STATED TASK:
Pictures don't belong in the copy; print all the records exactly.

TASK INPUT:

┌──

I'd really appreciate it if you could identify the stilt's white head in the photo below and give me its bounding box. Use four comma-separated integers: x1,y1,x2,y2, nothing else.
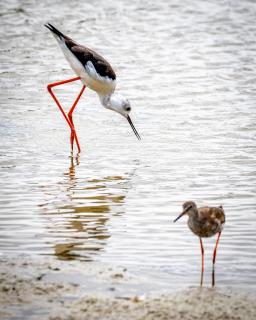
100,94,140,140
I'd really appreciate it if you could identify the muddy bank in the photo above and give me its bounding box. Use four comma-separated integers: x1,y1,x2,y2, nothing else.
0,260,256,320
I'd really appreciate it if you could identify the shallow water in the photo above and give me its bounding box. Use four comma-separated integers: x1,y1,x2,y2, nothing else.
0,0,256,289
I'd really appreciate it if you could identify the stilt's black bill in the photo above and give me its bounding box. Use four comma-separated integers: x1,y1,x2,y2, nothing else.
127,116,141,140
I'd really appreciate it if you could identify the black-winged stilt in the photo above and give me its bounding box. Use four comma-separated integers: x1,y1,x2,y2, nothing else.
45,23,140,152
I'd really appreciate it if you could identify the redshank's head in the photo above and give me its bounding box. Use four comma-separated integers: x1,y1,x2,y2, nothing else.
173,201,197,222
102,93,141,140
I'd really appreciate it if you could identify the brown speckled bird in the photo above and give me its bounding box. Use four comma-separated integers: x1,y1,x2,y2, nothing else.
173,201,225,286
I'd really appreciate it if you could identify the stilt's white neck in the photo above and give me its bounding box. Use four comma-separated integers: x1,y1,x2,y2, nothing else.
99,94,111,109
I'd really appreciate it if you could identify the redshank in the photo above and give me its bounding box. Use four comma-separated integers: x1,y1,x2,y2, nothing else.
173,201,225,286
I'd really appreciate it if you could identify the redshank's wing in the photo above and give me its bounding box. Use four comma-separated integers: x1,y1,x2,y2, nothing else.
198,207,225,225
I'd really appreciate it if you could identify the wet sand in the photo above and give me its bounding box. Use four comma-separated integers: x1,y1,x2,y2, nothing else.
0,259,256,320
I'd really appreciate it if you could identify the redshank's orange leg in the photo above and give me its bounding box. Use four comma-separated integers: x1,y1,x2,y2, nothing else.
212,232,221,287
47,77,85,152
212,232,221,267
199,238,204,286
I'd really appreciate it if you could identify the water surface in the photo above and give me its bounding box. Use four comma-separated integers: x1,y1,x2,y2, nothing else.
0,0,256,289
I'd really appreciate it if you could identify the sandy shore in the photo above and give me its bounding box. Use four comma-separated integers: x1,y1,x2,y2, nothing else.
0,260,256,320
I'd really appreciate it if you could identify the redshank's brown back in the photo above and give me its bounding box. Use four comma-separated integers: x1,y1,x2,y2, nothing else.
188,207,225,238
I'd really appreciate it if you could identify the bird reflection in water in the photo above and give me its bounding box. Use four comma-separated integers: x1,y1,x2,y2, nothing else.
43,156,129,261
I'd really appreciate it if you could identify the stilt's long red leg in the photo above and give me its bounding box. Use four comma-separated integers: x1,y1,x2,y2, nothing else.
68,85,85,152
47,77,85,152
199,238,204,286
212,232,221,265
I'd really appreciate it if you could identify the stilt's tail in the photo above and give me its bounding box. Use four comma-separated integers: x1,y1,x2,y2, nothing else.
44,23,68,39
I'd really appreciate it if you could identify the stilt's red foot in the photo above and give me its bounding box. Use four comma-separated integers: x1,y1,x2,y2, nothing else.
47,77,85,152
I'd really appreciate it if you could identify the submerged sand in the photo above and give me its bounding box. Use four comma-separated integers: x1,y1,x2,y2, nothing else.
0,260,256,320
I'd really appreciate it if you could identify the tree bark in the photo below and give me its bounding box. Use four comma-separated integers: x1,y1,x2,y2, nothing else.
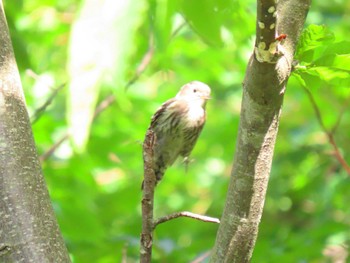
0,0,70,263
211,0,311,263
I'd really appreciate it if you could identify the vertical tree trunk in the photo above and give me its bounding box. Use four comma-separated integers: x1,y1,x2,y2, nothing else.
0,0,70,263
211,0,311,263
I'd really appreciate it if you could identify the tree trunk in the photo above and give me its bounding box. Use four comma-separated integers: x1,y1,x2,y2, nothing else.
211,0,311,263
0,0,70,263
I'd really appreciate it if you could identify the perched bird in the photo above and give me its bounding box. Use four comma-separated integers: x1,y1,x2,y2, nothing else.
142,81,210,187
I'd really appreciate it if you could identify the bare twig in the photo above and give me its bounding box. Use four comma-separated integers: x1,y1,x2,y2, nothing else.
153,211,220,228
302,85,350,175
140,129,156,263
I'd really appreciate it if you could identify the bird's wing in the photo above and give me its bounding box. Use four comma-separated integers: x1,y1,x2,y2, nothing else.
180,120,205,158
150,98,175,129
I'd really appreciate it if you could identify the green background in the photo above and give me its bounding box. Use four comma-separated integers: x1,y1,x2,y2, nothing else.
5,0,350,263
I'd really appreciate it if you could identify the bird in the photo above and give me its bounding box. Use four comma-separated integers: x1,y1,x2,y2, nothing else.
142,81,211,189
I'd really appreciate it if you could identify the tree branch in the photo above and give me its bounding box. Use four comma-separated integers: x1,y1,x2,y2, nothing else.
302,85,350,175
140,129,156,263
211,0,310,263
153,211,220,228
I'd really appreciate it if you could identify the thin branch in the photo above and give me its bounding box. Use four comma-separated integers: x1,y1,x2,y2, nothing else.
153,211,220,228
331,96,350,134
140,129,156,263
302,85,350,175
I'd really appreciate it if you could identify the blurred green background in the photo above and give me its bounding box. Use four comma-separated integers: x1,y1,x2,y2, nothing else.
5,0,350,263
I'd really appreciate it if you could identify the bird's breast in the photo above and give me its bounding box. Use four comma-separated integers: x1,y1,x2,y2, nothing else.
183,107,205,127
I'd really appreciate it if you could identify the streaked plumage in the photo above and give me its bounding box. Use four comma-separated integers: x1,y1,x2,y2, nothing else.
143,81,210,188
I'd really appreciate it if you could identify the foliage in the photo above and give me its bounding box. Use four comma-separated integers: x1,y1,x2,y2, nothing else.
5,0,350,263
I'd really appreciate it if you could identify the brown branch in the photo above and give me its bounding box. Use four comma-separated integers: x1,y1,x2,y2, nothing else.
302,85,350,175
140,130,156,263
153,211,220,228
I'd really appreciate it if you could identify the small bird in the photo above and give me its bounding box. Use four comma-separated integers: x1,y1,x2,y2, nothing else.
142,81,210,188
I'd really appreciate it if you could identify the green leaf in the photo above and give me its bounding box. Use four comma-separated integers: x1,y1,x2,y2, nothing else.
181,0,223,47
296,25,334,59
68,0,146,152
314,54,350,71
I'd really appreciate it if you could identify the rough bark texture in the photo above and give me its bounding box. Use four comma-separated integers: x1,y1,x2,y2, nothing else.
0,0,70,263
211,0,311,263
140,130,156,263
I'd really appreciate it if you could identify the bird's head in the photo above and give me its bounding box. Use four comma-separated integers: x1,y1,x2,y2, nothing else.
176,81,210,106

└──

WRITTEN ANSWER:
I'd really appreciate it if you could identify the stilt's white head in the photo below and give me its bounding box. Use four comma-separated integers: x1,y1,x2,y2, nothing else.
100,94,140,140
I'd really appreciate it if you could identify the muddy bank in the photo above and give me its bounding box. Use four comma-separated integers: x1,y1,x2,y2, nothing else.
0,260,256,320
I'd really appreciate it if you could identify the shallow water in the photo above and give me its bounding box. Use four comma-separated integers: x1,y1,x2,y2, nothing else.
0,0,256,289
I'd really appreciate it if you could identify the stilt's black bill in the photo above and give me its bounding box. Use four comma-separated integers: x1,y1,x2,y2, nothing else.
127,116,141,140
I'd really appreciate it if you could identify the black-winged stilt in the photo above and give me its bounding box. Use four comma-separated integers: x1,y1,x2,y2, nothing else.
45,23,140,152
I'd really appreciate it if you could identify the redshank's head in the photo above and give me its bounding box. Use four comma-separated integers: x1,y1,x2,y2, nothing else.
173,201,197,222
102,93,141,140
I'd really appreciate it if you could identify the brown speckled bird in the photo above and give me its bounding box. Use four comma-separated integers: x1,y1,x2,y2, nothing else.
173,201,225,286
I'd really appreciate it if you could identify the stilt's white neck in the photo above and give me its bounding box. Use four comma-separated integers: x1,y1,x2,y2, nothing else.
99,94,111,109
I'd really appreciate it if you could identify the redshank in the photo above and give me its bounding box. Use four comma-separated integers: x1,y1,x2,y2, nothing else.
173,201,225,286
I'd really appreciate it if you could identify the redshank's wing in the photo above and give me its bounding box. Use four comma-separated integers: x1,y1,x2,y2, nothing else.
198,207,225,225
I'd really appreciate it if you could identify the wet sand in the photo above and give me its bounding box. Use four comma-separated integers: x1,y1,x2,y2, nothing else.
0,259,256,320
I'd really appreciate it if you could identify the redshank's orange leg in the photo above and give me its bounding box. Use four comma-separated integers: x1,y1,x2,y2, nothing else.
212,232,221,287
47,77,85,152
212,232,221,267
199,238,204,286
I'd really appreciate it if you could identify the water surface in the photo above and give me its bounding box. Use four comma-separated integers: x1,y1,x2,y2, nothing else.
0,0,256,289
I'd really appreciate it if you could identify the sandy shore in the photo above and give me its bounding box. Use four comma-separated integers: x1,y1,x2,y2, nothing else.
0,260,256,320
I'd really appreciate it if you could identify the redshank's brown back in the photo above and give me its bounding box. Use four comma-separated integers: x1,y1,x2,y2, nothing else.
188,207,225,238
I'd really appreciate it if you could identify the bird reflection in water in the photo above and give me its bounding box. Use four comma-separated integers: x1,y1,x2,y2, nothing else.
43,156,129,261
I'd really appreciate it if you could identify the stilt's long red leg in the photo above and give me its bounding box. Use four comma-separated integers: x1,y1,x2,y2, nothing else.
68,85,85,152
47,77,85,152
199,238,204,286
212,232,221,265
I'd really appreciate it if you could identify the stilt's tail in the photo above and give me its bounding box. Use four comma-separated integers: x1,y1,x2,y2, nothing else.
44,23,68,39
I'd really appreciate it if you could identify the stilt's red foot in the photo above and give me its bounding box. Use four comma-separated integers: x1,y1,x2,y2, nothing else.
47,77,85,152
I'd really appreciate it if you could identify the submerged sand in the photo above and give me its bounding box. Use four comma-separated integers: x1,y1,x2,y2, nothing else.
0,260,256,320
I'd really appreciate it if you could identify the tree bark in the photo below and give me its bounding box. Use four comma-separated integers: x1,y1,x2,y2, nothing else.
0,0,70,263
211,0,311,263
I'd really appreciate it if you could identify the vertical tree trunk in the photo above and give me its bounding box. Use four comma-separated integers: x1,y1,x2,y2, nothing else.
0,0,70,263
211,0,311,263
I'd really appreciate it if you could identify the tree trunk in the photo above and give me its bounding box. Use four comma-separated integers: x1,y1,x2,y2, nothing else.
211,0,311,263
0,0,70,263
I'd really appreciate it if you could identify the perched bird in the photo above and give me its bounding box. Use four comma-separated integers: x1,y1,x2,y2, nothing else.
142,81,210,187
I'd really appreciate it if you could identify the bare twig in the photo above and give me its bounding box. Use four comma-separated integers: x1,y1,x2,y2, nothing else.
153,211,220,228
302,85,350,175
140,129,156,263
I'd really appreciate it if you could identify the bird's wing in the photo above and give me its bounding box. Use four comma-separated integers: x1,y1,x2,y2, nothing else.
180,120,205,158
150,98,175,129
I'd really appreciate it if you could identify the green background in the photo above and give me its bounding box. Use four comma-separated integers: x1,y1,x2,y2, nothing else.
5,0,350,263
I'd really appreciate it if you could identify the bird in the photo above and give me its bounding box. Use four comma-separated integers: x1,y1,x2,y2, nothing else.
142,81,211,189
I'd really appreciate it if you could identify the tree branch in the photo above and give me its bounding box. Use four comma-separated integers: x1,y1,x2,y2, nothing else.
302,85,350,175
140,129,156,263
211,0,310,263
153,211,220,228
I'd really appreciate it if you could identify the thin branch in the photo above and give me its bounding box. Use four comma-separated integers: x1,y1,x2,y2, nothing else.
153,211,220,228
331,96,350,134
140,129,156,263
302,85,350,175
I'd really appreciate it if you could identify the blurred green background in the photo above and give me its bounding box. Use four comma-separated integers: x1,y1,x2,y2, nothing else.
5,0,350,263
I'd really appreciate it if you could identify the bird's breast in the photo above and give me its bounding box. Use four comma-separated integers: x1,y1,x2,y2, nothing else.
183,107,205,127
I'd really appreciate it if you could identify the streaked plumage in the photo above and give me its bounding box. Use four comma-separated integers: x1,y1,x2,y2, nothing else.
143,81,210,188
I'd really appreciate it if you could identify the foliage in the photo above and give me its bounding box. Use four comma-separated integers: x1,y1,x2,y2, nothing else.
5,0,350,263
I'd really appreciate it if you could identify the brown branch in the photo above and give me its bounding box. Use four comma-separated integers: x1,y1,x2,y2, nothing else.
302,85,350,175
140,130,156,263
153,211,220,228
I'd really appreciate it if you could identify the small bird in the photo above and give me its bounding box. Use four comma-separated integers: x1,y1,x2,y2, nothing else.
142,81,210,188
I'd really appreciate it if you could identify the green leaf in the photo above and give me its bounding box. Use four comma-separated integers: x1,y1,x2,y2, nothing else.
181,0,223,47
296,25,334,59
68,0,146,152
314,54,350,71
I'd really appreciate it if you could identify the rough bark texture in the photo above and give me its bounding box. Use four comma-separated integers: x1,y1,x2,y2, nothing else.
0,0,70,263
211,0,311,263
140,130,156,263
I'd really appreciate it if you could identify the bird's head in the photo above and give me its bounding box. Use four comma-separated integers: x1,y1,x2,y2, nothing else.
176,81,210,106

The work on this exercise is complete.